Ratings1
Average rating5
"Since 9/11 the reader has been inundated with academic volumes about radical Islam, the geo-political alliances of Pakistan and the identity of the Taliban. What has been lacking is Travels in a Dervish Cloak, an affectionate, hashish-scented travel book, full of humour and delight, written by a young Irish foreign correspondent living on his wits, on the contacts from his grandmother s address book and with a kidney given to him by his brother. Others might have conserved this gift of a life-saving kidney by living a sober and quiet life, but it had the opposite affect on Isambard Wilkinson, who took to the adventurous life of a Daily Telegraph foreign correspondent like a cat assured of nine lives. His rich and wonderfully intimate picture of Pakistan describes the country in all its exuberant, colourful, contemporary glory. It s a place where past empires, be they Mughal or Raj, continue to shine like old gold beneath the chaotic jigsaw of Baluch, Punjabi, Sindi and Pashtun peoples, not to mention warlords, hereditary saints, bandit landlords, smugglers and party-mad socialites. The only way to understand the contradictions is to plunge into the riot of differences, and to come out grinning."--Publisher's description.
Reviews with the most likes.
Isambard Wilkinson is an Irish/British journalist - one with Indian roots (grandmother) and ties to Pakistan. He also suffered from kidney failure and received a donor kidney, and his doctor advised against a trip to Pakistan: “Patients like you who take imuno-suppressive medication are more vulnerable to disease... and have died in such places.”
So despite this, he took the position of the foreign correspondent in Pakistan for The Daily Telegraph, and set himself up in Islamabad for the period of 2006 to 2009. This book was written some time later, published in 2017. From his base in Islamabad he reported on events in Pakistan and Afghanistan. This was a period when Osama bin Laden was in hiding, and thought to be sheltered in Pakistan or Afghanistan, or both.

++++++++++

Brief A: Set down word for word everything in the text about Travels in a Dervish Cloak from "Isambard Wilkinson is" down to "Afghanistan, or both.".
Brief B: Name each of the peoples that the text about Travels in a Dervish Cloak lists as part of Pakistan's "chaotic jigsaw."
Brief C: According to the text about Travels in a Dervish Cloak, during which years was Isambard Wilkinson based in Islamabad?
Base every answer on the text about Travels in a Dervish Cloak and nothing else.

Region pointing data
++++++++++

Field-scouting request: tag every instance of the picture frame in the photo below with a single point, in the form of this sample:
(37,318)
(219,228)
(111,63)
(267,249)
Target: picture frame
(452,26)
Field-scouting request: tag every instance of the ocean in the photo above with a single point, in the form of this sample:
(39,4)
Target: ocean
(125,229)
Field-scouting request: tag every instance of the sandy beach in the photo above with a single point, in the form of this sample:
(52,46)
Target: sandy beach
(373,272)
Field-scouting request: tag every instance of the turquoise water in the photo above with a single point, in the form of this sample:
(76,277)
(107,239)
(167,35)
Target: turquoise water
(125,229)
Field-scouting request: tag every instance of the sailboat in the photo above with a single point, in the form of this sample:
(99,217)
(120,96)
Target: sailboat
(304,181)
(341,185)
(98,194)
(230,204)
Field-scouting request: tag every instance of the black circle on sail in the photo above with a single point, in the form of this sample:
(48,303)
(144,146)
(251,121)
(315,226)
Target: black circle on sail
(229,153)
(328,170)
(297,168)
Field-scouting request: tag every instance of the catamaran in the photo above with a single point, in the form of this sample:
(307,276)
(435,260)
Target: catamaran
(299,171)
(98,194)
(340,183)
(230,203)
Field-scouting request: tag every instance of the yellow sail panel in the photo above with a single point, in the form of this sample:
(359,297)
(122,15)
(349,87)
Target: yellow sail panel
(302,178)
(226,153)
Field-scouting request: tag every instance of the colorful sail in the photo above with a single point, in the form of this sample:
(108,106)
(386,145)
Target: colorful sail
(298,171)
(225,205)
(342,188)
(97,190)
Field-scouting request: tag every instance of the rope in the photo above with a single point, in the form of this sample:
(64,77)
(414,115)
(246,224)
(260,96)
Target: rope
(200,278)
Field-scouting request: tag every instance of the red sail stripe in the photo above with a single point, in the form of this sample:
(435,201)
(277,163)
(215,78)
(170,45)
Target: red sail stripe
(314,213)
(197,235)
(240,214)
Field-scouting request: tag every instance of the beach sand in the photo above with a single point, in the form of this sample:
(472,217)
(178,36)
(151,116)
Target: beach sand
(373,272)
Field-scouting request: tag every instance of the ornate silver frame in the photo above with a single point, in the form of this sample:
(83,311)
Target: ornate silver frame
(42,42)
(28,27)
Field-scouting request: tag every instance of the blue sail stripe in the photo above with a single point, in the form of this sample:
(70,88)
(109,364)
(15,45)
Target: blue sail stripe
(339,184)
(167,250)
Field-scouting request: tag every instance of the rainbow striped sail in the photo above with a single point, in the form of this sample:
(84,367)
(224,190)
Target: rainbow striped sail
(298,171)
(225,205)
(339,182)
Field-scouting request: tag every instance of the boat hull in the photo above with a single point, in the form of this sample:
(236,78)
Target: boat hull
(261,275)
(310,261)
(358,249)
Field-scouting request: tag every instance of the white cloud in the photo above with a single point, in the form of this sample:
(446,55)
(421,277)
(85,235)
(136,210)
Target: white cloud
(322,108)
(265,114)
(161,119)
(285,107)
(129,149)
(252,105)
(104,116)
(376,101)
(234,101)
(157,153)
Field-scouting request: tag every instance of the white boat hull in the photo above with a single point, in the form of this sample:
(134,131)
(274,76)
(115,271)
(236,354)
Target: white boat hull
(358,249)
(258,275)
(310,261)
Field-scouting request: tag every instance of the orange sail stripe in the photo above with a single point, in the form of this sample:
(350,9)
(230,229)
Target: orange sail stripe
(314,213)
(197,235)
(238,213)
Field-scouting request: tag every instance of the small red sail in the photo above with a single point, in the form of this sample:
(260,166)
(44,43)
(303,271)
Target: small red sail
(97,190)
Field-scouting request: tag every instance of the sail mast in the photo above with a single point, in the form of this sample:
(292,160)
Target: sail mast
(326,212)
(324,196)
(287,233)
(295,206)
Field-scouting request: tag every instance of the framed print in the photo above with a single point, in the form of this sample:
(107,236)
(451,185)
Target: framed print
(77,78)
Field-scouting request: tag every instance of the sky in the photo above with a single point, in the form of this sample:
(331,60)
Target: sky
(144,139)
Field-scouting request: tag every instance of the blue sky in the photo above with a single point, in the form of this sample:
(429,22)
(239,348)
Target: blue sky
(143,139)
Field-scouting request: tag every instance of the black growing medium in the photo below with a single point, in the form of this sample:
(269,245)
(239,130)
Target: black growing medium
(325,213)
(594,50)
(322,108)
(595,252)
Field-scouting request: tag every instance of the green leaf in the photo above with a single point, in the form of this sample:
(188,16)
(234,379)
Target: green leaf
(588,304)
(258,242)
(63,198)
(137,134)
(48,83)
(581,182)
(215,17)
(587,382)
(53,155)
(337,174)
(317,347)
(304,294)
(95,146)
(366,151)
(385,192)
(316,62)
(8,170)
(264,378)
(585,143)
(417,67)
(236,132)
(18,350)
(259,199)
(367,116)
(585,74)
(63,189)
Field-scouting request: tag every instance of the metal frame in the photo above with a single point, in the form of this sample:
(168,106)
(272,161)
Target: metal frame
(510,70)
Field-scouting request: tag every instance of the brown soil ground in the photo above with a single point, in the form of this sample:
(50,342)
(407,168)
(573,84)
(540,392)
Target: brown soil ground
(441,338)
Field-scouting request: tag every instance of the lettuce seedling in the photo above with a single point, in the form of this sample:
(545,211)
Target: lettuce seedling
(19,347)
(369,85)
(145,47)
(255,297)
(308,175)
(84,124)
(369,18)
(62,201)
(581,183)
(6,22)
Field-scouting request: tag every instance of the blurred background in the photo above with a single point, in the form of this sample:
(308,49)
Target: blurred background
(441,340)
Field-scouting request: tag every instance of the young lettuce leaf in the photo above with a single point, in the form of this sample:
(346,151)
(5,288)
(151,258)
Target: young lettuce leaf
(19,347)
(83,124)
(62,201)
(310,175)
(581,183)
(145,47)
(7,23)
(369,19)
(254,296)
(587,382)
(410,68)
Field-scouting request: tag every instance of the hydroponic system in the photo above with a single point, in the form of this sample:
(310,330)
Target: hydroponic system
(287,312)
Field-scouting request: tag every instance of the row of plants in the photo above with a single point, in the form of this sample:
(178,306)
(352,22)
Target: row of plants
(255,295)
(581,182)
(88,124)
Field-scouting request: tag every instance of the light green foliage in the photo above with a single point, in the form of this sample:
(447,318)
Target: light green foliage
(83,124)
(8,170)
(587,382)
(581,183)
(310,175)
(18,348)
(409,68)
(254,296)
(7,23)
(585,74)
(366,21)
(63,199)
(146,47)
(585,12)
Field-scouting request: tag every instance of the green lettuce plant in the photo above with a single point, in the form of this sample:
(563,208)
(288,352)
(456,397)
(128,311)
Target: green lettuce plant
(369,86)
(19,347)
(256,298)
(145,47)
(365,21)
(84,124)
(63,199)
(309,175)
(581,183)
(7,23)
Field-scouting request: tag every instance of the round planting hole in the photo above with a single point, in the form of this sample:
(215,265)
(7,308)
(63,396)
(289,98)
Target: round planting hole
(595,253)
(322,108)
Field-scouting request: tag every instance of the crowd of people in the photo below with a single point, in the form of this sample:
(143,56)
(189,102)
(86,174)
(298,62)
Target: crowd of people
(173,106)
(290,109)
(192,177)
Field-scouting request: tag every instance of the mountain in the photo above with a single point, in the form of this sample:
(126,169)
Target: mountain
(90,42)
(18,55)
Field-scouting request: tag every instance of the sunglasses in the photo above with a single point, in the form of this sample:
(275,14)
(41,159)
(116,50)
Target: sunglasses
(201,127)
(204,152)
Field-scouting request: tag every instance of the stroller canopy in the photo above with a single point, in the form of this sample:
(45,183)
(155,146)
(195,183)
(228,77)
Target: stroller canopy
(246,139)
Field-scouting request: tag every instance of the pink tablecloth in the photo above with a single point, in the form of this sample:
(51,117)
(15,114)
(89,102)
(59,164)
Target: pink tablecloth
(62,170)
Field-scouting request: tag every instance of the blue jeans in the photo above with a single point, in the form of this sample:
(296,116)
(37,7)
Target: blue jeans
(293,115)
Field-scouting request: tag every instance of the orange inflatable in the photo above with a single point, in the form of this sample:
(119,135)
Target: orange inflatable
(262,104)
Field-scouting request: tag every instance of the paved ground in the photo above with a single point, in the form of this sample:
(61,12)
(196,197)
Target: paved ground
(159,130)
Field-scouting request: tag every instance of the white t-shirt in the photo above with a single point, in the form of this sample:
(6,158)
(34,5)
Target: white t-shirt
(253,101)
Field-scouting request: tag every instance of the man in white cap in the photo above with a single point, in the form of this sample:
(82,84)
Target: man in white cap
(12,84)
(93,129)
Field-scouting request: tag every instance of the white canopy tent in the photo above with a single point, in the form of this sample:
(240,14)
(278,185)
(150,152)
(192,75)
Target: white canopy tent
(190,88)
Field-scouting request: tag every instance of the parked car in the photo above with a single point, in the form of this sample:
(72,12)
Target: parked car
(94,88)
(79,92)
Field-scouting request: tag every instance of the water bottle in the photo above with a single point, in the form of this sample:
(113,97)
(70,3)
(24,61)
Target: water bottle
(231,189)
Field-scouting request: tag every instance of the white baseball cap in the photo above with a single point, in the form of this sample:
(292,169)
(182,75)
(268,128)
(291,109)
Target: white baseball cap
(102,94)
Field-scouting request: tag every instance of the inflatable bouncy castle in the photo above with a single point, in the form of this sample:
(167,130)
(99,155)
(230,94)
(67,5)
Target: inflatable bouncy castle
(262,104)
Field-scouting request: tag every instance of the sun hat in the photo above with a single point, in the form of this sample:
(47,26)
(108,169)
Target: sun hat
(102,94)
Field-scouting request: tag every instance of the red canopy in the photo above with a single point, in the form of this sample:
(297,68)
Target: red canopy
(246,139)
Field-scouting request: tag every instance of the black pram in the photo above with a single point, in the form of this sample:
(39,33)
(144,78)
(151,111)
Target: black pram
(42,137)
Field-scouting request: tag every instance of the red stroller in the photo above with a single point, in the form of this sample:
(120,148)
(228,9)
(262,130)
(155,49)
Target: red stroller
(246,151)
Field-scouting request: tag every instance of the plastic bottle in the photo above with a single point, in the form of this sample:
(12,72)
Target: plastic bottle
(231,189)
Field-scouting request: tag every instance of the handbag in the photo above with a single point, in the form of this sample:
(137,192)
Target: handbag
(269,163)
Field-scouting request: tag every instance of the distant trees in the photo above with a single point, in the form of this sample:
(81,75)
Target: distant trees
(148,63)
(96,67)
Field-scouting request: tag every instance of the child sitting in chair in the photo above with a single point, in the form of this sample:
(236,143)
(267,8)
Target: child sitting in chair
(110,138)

++++++++++

Task result A:
Isambard Wilkinson is an Irish/British journalist - one with Indian roots (grandmother) and ties to Pakistan. He also suffered from kidney failure and received a donor kidney, and his doctor advised against a trip to Pakistan: “Patients like you who take imuno-suppressive medication are more vulnerable to disease... and have died in such places.”
So despite this, he took the position of the foreign correspondent in Pakistan for The Daily Telegraph, and set himself up in Islamabad for the period of 2006 to 2009. This book was written some time later, published in 2017. From his base in Islamabad he reported on events in Pakistan and Afghanistan. This was a period when Osama bin Laden was in hiding, and thought to be sheltered in Pakistan or Afghanistan, or both.

Task result B: Baluch, Punjabi, Sindi, Pashtun

Task result C: From 2006 to 2009.